(Problem 1) Reproduce every line of the records that follow the forum excerpt, character for character.
— Start Selected excerpt —
Ill chime in since im running one. Ive put about 250 miles on mine with pretty hard driving on interstate and around town locally. Haven't had a single problem. I am running a restrictor and i self turbo time the car for about 5 minutes after highway and about 2 min around town. I took mine apart already and it doesn't show any wear. I haven't run it past 7psi which is factory wastegate. If it ever does blow i will just grab a garrett T3 Super 60 or a Super 82 from some of my local friends. The ebay turbo spools just like some of my old "real" Garret T3/T4s. I guess its all hit or miss with these things. Some have good experience some bad. I got a guy locally that has put 4 yrs of driving on the same CXlighting/CX racing turbo from them and hasn't had a problem and he isn't the most intelligent guy when it comes to maintenance.


----------



## thetwodubheads (Dec 6, 2004)

*Re: EBAY turbos-THE THREAD TO END ALL THREADS (Nastyboost)*

Just want to toss this out there... The guy who re-built my turbo (who has been playing with them since they became somewhat common in the 80's) told me as far as rebuilding goes. Unless there is a chance that the wheels contacted the housings there will be no need to balance it. The turbine and impellers are balanced individually. This means the relation of impeller, to turbine isn't an issue. Since the one I had rebuilt used a non-damaged turbine, and new impeller he did not think balancing was an issue. Although had he said it was necessary I would have paid the extra 80 or so dollars and he could have pocketed it. I think where rebuilding them is tricky is in the measurements. You need to make sure nothing has worn and requires a different sized bearing. The whole reason for being rebuilt is that when I bought it, it had been. But... the shop didn't take into consideration some wear on the thrust bearing. Thus, the new standard sized one had some play where it sat on the backplate. This caused it to literally destroy the mounting ring, thrust bearing, and impeller. So. Just make sure you do it right I guess is what all that was about.
— End Selected excerpt —
— Start The data —
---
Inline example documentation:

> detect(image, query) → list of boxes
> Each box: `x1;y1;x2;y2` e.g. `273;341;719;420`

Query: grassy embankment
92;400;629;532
— End The data —
(Problem 2) In the turbo forum excerpt, what boost level has the first poster not gone past?

(Worked answer 1)
---
Inline example documentation:

> detect(image, query) → list of boxes
> Each box: `x1;y1;x2;y2` e.g. `273;341;719;420`

Query: grassy embankment
92;400;629;532

(Worked answer 2) 7 psi, the factory wastegate setting.